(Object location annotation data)
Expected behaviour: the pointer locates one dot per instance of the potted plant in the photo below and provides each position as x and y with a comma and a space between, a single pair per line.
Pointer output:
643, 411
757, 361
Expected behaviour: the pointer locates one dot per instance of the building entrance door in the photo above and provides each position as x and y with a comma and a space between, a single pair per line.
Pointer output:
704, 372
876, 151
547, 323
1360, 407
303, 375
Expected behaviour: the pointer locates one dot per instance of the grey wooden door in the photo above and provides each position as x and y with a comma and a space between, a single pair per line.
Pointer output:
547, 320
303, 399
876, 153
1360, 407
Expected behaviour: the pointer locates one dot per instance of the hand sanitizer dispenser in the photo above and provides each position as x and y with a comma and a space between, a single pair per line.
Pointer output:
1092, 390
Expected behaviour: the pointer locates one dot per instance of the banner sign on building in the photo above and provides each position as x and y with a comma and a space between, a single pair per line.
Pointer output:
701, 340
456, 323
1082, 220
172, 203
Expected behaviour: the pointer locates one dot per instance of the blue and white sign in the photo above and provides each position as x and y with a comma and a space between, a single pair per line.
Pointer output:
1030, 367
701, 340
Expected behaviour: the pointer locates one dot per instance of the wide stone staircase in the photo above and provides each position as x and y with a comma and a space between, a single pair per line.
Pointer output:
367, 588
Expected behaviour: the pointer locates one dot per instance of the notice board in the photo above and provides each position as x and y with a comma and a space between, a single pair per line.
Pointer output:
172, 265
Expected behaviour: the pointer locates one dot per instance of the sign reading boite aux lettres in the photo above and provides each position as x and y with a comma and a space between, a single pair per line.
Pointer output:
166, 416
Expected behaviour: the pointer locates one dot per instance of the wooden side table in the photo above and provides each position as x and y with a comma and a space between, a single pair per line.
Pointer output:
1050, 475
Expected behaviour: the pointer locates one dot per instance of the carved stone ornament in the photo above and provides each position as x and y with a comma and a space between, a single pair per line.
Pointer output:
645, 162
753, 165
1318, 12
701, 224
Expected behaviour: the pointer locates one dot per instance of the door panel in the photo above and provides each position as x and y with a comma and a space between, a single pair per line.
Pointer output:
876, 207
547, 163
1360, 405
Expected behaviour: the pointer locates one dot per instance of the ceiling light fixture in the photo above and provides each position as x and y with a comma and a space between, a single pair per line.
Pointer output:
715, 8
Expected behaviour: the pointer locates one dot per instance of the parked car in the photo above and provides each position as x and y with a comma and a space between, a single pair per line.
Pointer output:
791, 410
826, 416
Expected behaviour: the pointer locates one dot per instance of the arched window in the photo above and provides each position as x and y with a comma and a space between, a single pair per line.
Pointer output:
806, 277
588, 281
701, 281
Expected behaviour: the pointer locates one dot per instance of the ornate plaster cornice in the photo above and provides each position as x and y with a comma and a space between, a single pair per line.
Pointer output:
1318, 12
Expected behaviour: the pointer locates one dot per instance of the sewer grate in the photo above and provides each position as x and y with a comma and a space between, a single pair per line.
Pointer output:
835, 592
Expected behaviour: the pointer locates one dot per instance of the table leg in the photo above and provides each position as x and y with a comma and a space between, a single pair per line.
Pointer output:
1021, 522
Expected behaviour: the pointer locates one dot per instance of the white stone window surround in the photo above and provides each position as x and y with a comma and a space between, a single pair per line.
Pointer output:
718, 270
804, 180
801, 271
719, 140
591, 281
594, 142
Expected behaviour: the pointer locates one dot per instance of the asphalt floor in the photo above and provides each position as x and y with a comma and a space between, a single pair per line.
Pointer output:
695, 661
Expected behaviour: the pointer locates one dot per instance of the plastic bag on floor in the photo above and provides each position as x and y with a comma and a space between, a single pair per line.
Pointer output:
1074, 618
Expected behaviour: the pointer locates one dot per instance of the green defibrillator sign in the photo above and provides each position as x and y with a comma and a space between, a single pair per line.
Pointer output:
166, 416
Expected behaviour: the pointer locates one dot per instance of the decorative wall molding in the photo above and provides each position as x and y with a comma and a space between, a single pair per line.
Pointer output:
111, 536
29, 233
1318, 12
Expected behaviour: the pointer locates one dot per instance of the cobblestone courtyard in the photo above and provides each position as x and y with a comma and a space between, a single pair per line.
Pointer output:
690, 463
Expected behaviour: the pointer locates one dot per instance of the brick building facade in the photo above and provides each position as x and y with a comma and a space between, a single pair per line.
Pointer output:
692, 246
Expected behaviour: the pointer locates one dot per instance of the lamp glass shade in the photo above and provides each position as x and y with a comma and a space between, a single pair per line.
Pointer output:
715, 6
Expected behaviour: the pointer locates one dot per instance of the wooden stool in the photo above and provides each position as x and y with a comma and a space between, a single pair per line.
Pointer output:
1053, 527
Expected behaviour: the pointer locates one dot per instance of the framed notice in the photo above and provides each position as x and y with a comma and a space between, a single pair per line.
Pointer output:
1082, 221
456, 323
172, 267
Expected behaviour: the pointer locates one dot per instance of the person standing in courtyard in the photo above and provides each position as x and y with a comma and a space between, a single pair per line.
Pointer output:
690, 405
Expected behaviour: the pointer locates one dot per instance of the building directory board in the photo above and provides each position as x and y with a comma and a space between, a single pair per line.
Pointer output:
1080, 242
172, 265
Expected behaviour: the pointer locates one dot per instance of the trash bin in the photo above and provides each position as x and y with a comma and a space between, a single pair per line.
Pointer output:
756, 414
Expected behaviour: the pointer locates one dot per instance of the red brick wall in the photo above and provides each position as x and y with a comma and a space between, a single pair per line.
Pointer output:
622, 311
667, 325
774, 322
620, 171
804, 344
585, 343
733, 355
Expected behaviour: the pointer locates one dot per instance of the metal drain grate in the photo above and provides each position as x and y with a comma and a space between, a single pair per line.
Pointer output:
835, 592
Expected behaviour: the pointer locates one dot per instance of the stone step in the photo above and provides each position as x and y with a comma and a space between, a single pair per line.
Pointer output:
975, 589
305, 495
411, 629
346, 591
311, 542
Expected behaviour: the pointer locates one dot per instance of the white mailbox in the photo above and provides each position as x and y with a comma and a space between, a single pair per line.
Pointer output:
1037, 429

• **Written request**
Quote the whole listing above, leaving nothing out.

• **Reply to the task**
Expected behaviour: the pointer locates one dot per instance of the potted plant in the photo below and provides each position as x and y with a comma and a space between, a single pair per line.
Pointer output:
643, 411
757, 361
Expected behaviour: the pointer locates one dot per instance of the building entrance door in the photo above and provides each position as x and y with a comma and a space between, a single pair per line.
Pointer output:
704, 372
876, 151
547, 323
1360, 407
303, 375
Expected behaviour: the pointer locates one dot per instance of the grey wooden door in the photo above and provides each position as x and y with a comma and a space between, a single pair per line.
Pointer output:
547, 320
303, 399
876, 153
1360, 407
Expected behaviour: the pointer locates one dot per instance of the hand sanitizer dispenser in the photo above and provides each position as x and y with a comma and a space between, a single pair per line.
Pointer output:
1092, 390
Expected behaviour: the pointer locates one dot per instance of the banner sign on building in the photo above and provides each position as x and y with a comma and a space between, a single pair per line.
Pointer output:
701, 340
456, 323
1082, 220
172, 203
Expected behaviour: the pointer locates one dot per instance of the blue and white sign in the photo above and provides each position as x and y with a comma and a space between, a single pair per line.
Pointer output:
1030, 367
701, 340
Expected behaviour: the pointer locates one dot per instance of the wide stone staircase in the photo above and provides each position as x and y with a comma and a space between, a single pair per line.
Pointer output:
367, 588
Expected behaviour: the pointer locates one dot per instance of the notice board in the photo above and provides each position as x and y with a comma and a space between, a single pair per line.
Pointer output:
172, 265
Expected behaviour: the pointer locates one dot per instance of the sign reading boite aux lettres in the photo above and provides each position as x and y with a comma and a space between, a single pair per line.
Pointer output:
166, 416
Expected behaviour: the pointer locates one dot per instance of the wooden side table in the photo above and provides each position as x and y with a comma and a space between, a single pair per line.
Pointer output:
1050, 475
Expected behaviour: the pointer locates one dot per instance of the carved stone ornament in the photo above and provides each position as x and y with a comma and a space between, a single pair per line.
Pointer output:
645, 162
753, 165
1318, 12
701, 224
Expected behaviour: the pointer locates one dot per instance of the door panel in the photo above and provides each position as x and y with a comma and a space between, a single pair per line.
Pointer output:
876, 207
547, 163
1360, 405
Expected behaviour: the pointer locates one dot per instance of the ceiling light fixture in the photo above and provides each position as x and y with a comma and a space between, a single pair per line.
Pointer output:
715, 8
Expected behaviour: the pointer locates one dot per instance of the parked car in the photo above and provides each position as x and y with a comma and a space between, a single pair per line.
Pointer output:
791, 410
826, 416
Expected behaviour: the pointer locates one dot per instance of the arched window in the photo above and provides each position as x and y with a comma and a space between, a single pair per line.
Pointer output:
806, 277
588, 281
701, 281
Expected behaviour: the pointer locates one dot per instance of the ornate plaster cornice in the photo above and provides each position as x and y with a comma and a space between, a single pair per line.
Pointer output:
1318, 12
Expected behaviour: the pointer locates one dot per instance of the sewer grate in the photo above and provides each position as x and y with a comma and a space between, a single pair per line.
Pointer output:
835, 592
Expected behaviour: the pointer locates one dot per instance of the table leg in the photo above and provides each position as x and y with a comma and a space between, a single pair per line.
Pointer output:
1021, 522
Expected behaviour: the pointer locates one dot per instance of the white stone window surround in the photo above and provides each position as x and y with a comma and a space between, a single pair per line.
Pointer output:
718, 270
804, 180
801, 271
719, 140
591, 281
594, 142
Expected behaviour: the pointer locates one dot per instance of the asphalt floor in the photo above and provides each position as x and y with a comma and a space between, a single pair per line.
Pointer output:
695, 661
Expected behaviour: the pointer locates one dot per instance of the plastic bag on floor in the photo above and provides each position as x and y with a comma and a space between, a single pair per line.
Pointer output:
1074, 618
Expected behaviour: the pointer locates one dot per instance of the green defibrillator sign in the photo above and provides each position as x and y with a comma and a space between, a single pair per line.
Pointer output:
166, 416
Expected behaviour: the pointer locates one dot per instance of the decorative wall molding in the photo above and provides each position as x and y with a comma and a space between, a single pair per line.
Pointer output:
111, 536
29, 233
1318, 12
Expected behaviour: the pointer locates one dot per instance of the cobblestone courtyard in the photo above and provides each position as x and y with a comma and a space between, a single pair per line.
Pointer output:
690, 463
Expected behaviour: the pointer locates one dot per instance of the brick building facade in the photo above and provides each position as x and y with a comma and a space between, a single pair per line.
Pointer output:
692, 246
Expected behaviour: the pointer locates one dot per instance of the lamp glass shade in the photo above and provides each position as x and y with a comma and a space between, a single pair per line.
Pointer output:
715, 6
Expected behaviour: the pointer locates one dot per instance of the wooden stool in the photo above and provides each position as x and y with a comma and a space between, a single pair per line.
Pointer output:
1053, 527
Expected behaviour: the pointer locates one dot per instance of the framed notice in the photo above and provides each position as x and y with a comma and a space between, a single pair per line.
Pointer output:
1082, 221
456, 323
172, 267
Expected behaviour: the pointer locates one dot per instance of the person standing in courtyard in the photo above and provides each position as x and y with a comma and a space between, a single pair per line.
Pointer output:
690, 405
Expected behaviour: the pointer locates one dot per instance of the building directory board in the photo above and provides each position as x and y with a comma and a space between, a single pair per line.
Pointer output:
1080, 242
172, 265
Expected behaviour: the pointer locates one dot per instance of the trash bin in the photo above and provides each position as x and y with a comma and a space between, a single pair per line.
Pointer output:
756, 414
Expected behaviour: the pointer locates one dot per instance of the red brick wall in the photo above and provides each position as x and y with a comma and a space between, a single pair per line.
Pointer output:
622, 311
667, 325
774, 322
620, 171
804, 344
585, 343
733, 355
Expected behaviour: the pointer locates one dot per instance of the metal drain grate in the photo above and provides each position as x and y with a comma and a space between, a single pair per line.
Pointer output:
835, 592
Expected behaviour: the pointer locates one dot per instance of the stone step in the photo above and provides each position as x and y with a comma and a space between, a single pair per line.
Pointer output:
975, 589
305, 495
411, 629
346, 591
311, 542
Expected behaviour: the pointer locates one dot per instance of the white mailbox in the photo above and provides each position as x and y with a comma and a space between, a single pair per line.
Pointer output:
1037, 429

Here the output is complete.